## SOURCE TEXT:
# GZK latex different types



## the core

Hi guys,

today some gzk latex arrived.

I ordered some new orange 0.72mm and some red/white 0.72mm from an british GZK distributor.

I want to make some tests to find out the differences.

For comparison I have some bands out off "old" milky white GZK.

Ordering from britain was no problem. Shipping was fast -less than two weeks- and not too expensive.

The price for the latex was also ok.









In the package there were also some pouches and a target for free - very nice!

At first I made some quality testing.

The thickness of the orange GZK was very consistend.

Only a variance of plus/minus 0.01mm very very good!!!

But I notices a small irregularity in the sheet. Not a big problem in my eyes.









The red/white was diffrent.

Thickness varies from 0.66 to 0.74mm. Thats too much!

It will be not easy to make equal bandsets out off this stuff.

























On the other side the red/white GZK feels really nice and very snappy.


----------



## Ibojoe

Some chroney test would be awesome. Thank you. I’ve got both of these and absolutely love the orange stuff.


----------



## the core

Ok, step two making some bands out off the new stuff.

24 to 16mm taper and cut for 20cm activ length.









Step three... measurement of the draw weight

First the old milky white









Second the new orange









Third the dual color









Step four.... copydexing the bansdsets for longer bandlife









The next and last step will be a field test....maybe this weekend


----------



## the core

Ibojoe said:


> Some chroney test would be awesome. Thank you. I've got both of these and absolutely love the orange stuff.


Sorry, but I don´t have a chrony.

[Rows from a dataset]
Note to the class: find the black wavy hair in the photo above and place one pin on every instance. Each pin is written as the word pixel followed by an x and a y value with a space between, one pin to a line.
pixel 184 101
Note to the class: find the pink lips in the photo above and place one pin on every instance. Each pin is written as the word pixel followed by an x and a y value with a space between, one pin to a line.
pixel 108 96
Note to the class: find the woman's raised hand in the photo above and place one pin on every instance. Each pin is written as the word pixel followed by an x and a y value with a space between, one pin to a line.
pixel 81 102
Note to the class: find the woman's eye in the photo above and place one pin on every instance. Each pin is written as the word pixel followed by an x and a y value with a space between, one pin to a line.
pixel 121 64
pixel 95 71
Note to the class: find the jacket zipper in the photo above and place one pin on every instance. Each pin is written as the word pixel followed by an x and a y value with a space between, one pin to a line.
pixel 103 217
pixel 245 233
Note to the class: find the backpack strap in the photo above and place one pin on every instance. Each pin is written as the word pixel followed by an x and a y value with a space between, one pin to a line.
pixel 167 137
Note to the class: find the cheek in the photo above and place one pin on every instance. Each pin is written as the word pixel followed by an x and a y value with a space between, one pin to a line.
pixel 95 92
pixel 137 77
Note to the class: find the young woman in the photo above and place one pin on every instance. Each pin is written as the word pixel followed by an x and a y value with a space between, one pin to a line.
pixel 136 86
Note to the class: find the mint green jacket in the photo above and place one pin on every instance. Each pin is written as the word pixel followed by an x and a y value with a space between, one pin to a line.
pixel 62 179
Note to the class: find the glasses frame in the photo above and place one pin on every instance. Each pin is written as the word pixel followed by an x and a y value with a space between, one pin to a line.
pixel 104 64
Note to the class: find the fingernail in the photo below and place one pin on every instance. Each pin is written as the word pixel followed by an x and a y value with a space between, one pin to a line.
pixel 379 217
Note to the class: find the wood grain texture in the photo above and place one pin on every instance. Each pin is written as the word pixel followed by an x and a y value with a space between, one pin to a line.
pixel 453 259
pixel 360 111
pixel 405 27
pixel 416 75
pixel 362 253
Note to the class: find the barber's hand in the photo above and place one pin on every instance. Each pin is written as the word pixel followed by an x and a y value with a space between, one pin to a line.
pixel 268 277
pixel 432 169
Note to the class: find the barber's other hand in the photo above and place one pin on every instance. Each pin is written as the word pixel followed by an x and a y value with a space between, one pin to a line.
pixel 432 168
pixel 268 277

## CHALLENGES:
1. How many lines of the entries contain the string "strap"? Reply with the number alone.
2. Go on with the forum thread about GZK latex from the point where it stops.

## RESPONSES IN ORDER:
1. 1

2.
----------



## Ibojoe

I think your going to be impressed with the speed. They are very snappy. I can tell you they last a long time. I've been shooting the same set every day for at least 3 weeks. Enjoy


----------



## skropi

Mine arrived yesterday. I bought the 0.8mm orange. Cant wait to test it out. 
My only nimmble is that I didnt get some free pouches, I guess they forgot to include them. 
Do you think 20/15 will be too much for 9.5mm steel with the 0.8?


----------



## Ibojoe

I think they would be great.


----------



## skropi

A little update. Gerard from everythingsling was more than willing to make it right, even though it is a gift and I didnt mind, he will send me some pouches  Thanks mate!


----------



## the core

Hi guys,
here are todays test candidates!








Three different types of GZK and all with .72mm thickness.
I will test them together with 0.65mm precise latex.

Test them with 8mm steel 2gramms to check out speed.
I think small ammo is best to check out the retraction speed of the bands.

What do you think witch one will be the fastest??


----------



## the core

Hi guys,
ok, 250 shots later!
And I was surprised.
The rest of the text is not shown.